> [PROMPT] Please copy out the records that follow, word for word.

> [MATERIAL FOR THE TASK]
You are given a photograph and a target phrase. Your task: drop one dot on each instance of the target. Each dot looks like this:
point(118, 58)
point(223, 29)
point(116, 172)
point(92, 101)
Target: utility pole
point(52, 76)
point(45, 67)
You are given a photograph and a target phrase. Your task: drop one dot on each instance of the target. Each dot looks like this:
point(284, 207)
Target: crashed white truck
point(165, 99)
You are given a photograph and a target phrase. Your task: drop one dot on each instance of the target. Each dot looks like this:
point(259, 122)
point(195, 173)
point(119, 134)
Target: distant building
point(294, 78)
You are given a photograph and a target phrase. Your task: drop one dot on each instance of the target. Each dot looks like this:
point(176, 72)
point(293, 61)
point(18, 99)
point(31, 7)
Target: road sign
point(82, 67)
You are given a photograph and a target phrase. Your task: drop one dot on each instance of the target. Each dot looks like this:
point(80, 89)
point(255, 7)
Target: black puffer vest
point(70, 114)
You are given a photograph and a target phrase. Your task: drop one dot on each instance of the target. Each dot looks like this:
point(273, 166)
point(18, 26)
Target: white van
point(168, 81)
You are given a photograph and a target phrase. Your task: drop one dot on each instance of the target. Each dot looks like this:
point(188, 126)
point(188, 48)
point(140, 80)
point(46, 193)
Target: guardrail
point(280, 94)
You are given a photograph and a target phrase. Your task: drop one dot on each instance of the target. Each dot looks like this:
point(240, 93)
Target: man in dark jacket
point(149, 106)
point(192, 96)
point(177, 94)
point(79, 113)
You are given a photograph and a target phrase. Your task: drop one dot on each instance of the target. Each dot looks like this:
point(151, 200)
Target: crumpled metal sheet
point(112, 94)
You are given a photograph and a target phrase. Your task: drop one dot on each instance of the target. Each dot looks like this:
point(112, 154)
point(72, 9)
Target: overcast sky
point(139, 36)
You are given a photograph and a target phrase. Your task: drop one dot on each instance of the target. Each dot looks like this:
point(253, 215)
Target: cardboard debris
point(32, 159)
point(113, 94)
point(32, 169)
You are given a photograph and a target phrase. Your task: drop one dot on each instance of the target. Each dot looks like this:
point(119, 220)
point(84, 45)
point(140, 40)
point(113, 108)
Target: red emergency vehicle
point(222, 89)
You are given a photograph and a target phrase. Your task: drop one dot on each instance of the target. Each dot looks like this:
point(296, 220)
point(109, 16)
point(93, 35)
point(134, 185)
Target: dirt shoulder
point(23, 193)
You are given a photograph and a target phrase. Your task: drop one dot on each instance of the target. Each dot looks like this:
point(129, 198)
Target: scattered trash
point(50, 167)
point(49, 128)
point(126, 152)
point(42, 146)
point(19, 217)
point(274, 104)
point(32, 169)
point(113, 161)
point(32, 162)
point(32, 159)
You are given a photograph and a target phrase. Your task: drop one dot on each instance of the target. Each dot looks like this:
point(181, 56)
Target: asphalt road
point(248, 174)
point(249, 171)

> [RESPONSE]
You are given a photograph and a target phrase. Your task: drop one dot on each instance of the target. Each dot looks like this:
point(118, 58)
point(223, 29)
point(116, 172)
point(92, 101)
Target: utility pole
point(52, 76)
point(45, 67)
You are given a photograph and a target phrase. Your task: drop one dot on each instance of the target. Each dot looks like this:
point(284, 207)
Target: crashed white truck
point(165, 99)
You are given a photograph and a target phrase. Your task: drop one dot on each instance of the target. Each dot looks like this:
point(259, 122)
point(195, 173)
point(119, 134)
Target: distant building
point(294, 78)
You are given a photograph and a target phrase. Your task: drop one dot on each instance of the target. Each dot looks like this:
point(176, 72)
point(293, 61)
point(18, 99)
point(31, 7)
Target: road sign
point(82, 67)
You are given a photograph and a target phrase. Your task: drop one dot on each instance of the target. Each dot looks like this:
point(80, 89)
point(255, 7)
Target: black puffer vest
point(70, 114)
You are given a photograph and a target phrase. Your task: drop one dot on each instance of the target. Each dot looks like this:
point(273, 166)
point(18, 26)
Target: white van
point(168, 81)
You are given a photograph and a target phrase. Your task: drop one dot on each instance of the target. Each dot looks like this:
point(188, 126)
point(188, 48)
point(140, 80)
point(46, 193)
Target: guardrail
point(280, 94)
You are given a photograph and a target phrase. Your task: drop one dot on each instance of the target. Each dot looks like this:
point(240, 93)
Target: man in dark jacket
point(149, 106)
point(192, 96)
point(177, 94)
point(79, 113)
You are given a photograph and a target phrase. Your task: drop one dot on each instance of the target. Each dot looks like this:
point(151, 200)
Target: crumpled metal sheet
point(112, 94)
You are given a photograph and a target phrase. Your task: drop one dot on each instance of the target. Each dot looks like this:
point(112, 154)
point(72, 9)
Target: overcast sky
point(139, 36)
You are given a photograph and a target phrase. Your task: drop one dot on each instance of the target. Each dot looks like this:
point(253, 215)
Target: cardboard debris
point(32, 159)
point(113, 94)
point(32, 169)
You are given a photograph and a target phrase. Your task: drop one dot on each instance of the target. Each dot looks like this:
point(119, 220)
point(84, 45)
point(140, 40)
point(113, 108)
Target: red emergency vehicle
point(222, 89)
You are given a photograph and a target phrase. Your task: drop one dot on each instance of the target. Each dot looks like this:
point(296, 220)
point(109, 16)
point(93, 35)
point(134, 185)
Target: dirt shoulder
point(23, 193)
You are given a photograph and a target phrase. Your task: drop one dot on each instance of the target. Each dot looks like this:
point(129, 198)
Target: scattered trash
point(50, 167)
point(49, 128)
point(126, 152)
point(42, 146)
point(19, 217)
point(274, 104)
point(32, 169)
point(113, 161)
point(32, 162)
point(32, 159)
You are given a photograph and a target phrase. Your task: drop one dot on each instance of the target. Each dot looks like this:
point(181, 56)
Target: asphalt road
point(248, 174)
point(249, 171)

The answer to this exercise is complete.